┌─ Testo del documento
GLI OCCHI DELL’AMORE

L’undici dicembre scorso Kate Barry, la figlia più grande di Jane Birkin, è morta a 46 anni precipitando dalla finestra al quarto piano del suo appartamento di Parigi. Proprio quel giorno usciva in libreria Attachments, il libro fotografico nato da cinquant’anni di amicizia tra Jane e la sua migliore amica, la fotografa Gabrielle Crawford.
Una coincidenza. Nessuno avrebbe potuto prevedere la morte di Kate che, dopo un passato di droga e un figlio, sembrava aver conquistato una rassicurante normalità. Grazie anche a donne come sua madre e sua sorella Charlotte – capaci di sfidare la morale comune con scelte audaci come quella di cantare Je t’aime... moi non plus (proibita, nel ’69, in Europa e Nord America) o girare film come Nymphomaniac – pareva finalmente aver trovato la strada, ed era diventata fotografa di buon successo.
Un colpo durissimo per Jane, che solo oggi riesce a parlare della tragedia a cui è sopravvissuta grazie all’amore delle altre figlie e all’aiuto di Gabrielle: «Dopo la morte di Kate, non mi ha più lasciata un attimo», mi dice all’ora del tè, nella grande cucina inglese della sua piccola casa nel quinto arrondissement di Parigi.
Con Gabrielle mi mostrano il libro-album di famiglia, dove le vedo ragazze nella Swinging London, giovani madri, al mare e nella campagna inglese e, come dicono loro, «in tanti momenti gloriosi e in tanti di indicibili sofferenze». «Quello che non ha funzionato nei nostri matrimoni è stato possibile nella nostra amicizia», mi spiega Gabrielle Crawford. «A quarant’anni ballavamo ancora sui tavoli al Bains-Douche, ma passavamo anche lunghe notti a parlare dei problemi dei nostri figli. E, visto che abbiamo fatto tutti gli errori possibili, gli argomenti non ci sono mai mancati».
Il libro, di cui vedete le foto, ha una prefazione di Olivier Rolin, che Jane Birkin chiama «Tiger»: il suo compagno, che mai come in questi momenti le è stato vicino.
└─
┌─ Materiale mostrato
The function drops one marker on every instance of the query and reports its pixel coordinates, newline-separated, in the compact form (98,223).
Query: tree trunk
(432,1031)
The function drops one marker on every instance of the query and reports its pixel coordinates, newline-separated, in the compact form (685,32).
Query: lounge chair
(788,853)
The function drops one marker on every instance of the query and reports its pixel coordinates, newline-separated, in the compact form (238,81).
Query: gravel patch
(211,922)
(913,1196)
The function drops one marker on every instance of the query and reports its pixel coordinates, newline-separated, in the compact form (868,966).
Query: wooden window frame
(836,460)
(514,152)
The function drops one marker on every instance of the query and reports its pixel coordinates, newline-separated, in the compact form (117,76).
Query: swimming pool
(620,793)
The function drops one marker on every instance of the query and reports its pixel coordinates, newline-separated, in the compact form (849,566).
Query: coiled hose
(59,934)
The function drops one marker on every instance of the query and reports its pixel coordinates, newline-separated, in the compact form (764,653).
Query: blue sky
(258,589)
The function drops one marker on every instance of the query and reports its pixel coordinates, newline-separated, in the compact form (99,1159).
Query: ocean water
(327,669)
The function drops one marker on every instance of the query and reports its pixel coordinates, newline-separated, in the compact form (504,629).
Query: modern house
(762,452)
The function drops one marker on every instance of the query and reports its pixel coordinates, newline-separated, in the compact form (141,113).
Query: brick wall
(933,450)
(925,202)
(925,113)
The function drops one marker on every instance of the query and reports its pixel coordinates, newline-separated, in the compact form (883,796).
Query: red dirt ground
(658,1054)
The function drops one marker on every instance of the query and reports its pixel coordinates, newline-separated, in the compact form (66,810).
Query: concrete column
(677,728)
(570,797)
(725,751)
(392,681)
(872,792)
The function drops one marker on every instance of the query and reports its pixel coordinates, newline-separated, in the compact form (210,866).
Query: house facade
└─
§ **Compiti**
- 1) Secondo l'articolo su Jane Birkin, chi firma la prefazione del libro Attachments?
- 2) Continua l'articolo su Jane Birkin a partire dall'ultima frase.

§ **Risultati**
- 1) Olivier Rolin, il compagno di Jane Birkin, che lei chiama «Tiger».

- 2)
Come sta, signora Birkin?
Birkin: «Come una persona con una ferita che non guarirà mai: non si guarisce dalla perdita di un figlio. Kate mi manca enormemente. Ma esistono persone dolci, come Gabrielle, che rendono qualsiasi situazione, anche la peggiore, più sopportabile. Ci conosciamo da cinquant’anni e in ogni occasione, bella o brutta della mia vita, è sempre stata presente. Per questo sono qui a parlare del suo libro. E anche per rassicurare le mie figlie, Charlotte e Lou, che mi sono molto vicine e fanno di tutto perché non mi lasci andare».
Perché avete deciso di pubblicare un libro tanto intimo?
Crawford: «È un progetto che inseguiamo da decenni. Ho fotografato Jane per reportage, copertine dei suoi album: quando sto con lei ho sempre la macchina fotografica in borsa. Tutti i momenti più belli delle nostre vite erano lì, nelle foto del mio archivio, e un giorno ci siamo dette che forse valeva la pena mostrarli. Ho cominciato a fare una scelta e a spedire gli scatti per e-mail, in attachment (allegato, ndr), da qui il titolo del libro».
Vi è piaciuta la prefazione di Tiger? Come avete convinto un uomo così discreto a uscire allo scoperto?
C.: «Olivier è entrato in punta di piedi nelle nostre vite. Si è inserito in un gruppo di persone complicate, i nostri figli lo adorano. Quando gli ho chiesto di scrivere per noi, non pensavo avrebbe accettato. Ma solo lui poteva cogliere certi aspetti del carattere di Jane, come il suo amore per le creature brutte e imbranate, i bulldog, gli ippopotami, i lamantini. È vero, come scrive Tiger, che la mia amica ama i polli più che le aquile, oltre ai nudi di Lucian Freud o Francis Bacon. Solo il suo uomo e le mie foto potevano svelare questi particolari».
B.: «Olivier ha scritto cose che di solito si dicono solo dopo che le persone sono morte. Un uomo, soprattutto, non fa mai tanti complimenti alla sua compagna».
Questo libro parla di Kate, ce la fa rivedere bambina, adolescente, mostra suo figlio Roman fra le braccia di nonna Jane, appena quarantenne. È perché c’era Gabrielle che Kate è diventata fotografa?
C.: «Da bambina Kate era molto curiosa del mio mestiere, passavamo ore a guardare i miei archivi. Ha cominciato a fare la fotografa a trent’anni, e sviluppato una creatività diversa dalla mia. Io sono istintiva, ho sempre cercato di fermare un momento, una luce, mentre per lei la fotografia era un’arte che metteva in scena un personaggio, come in un film».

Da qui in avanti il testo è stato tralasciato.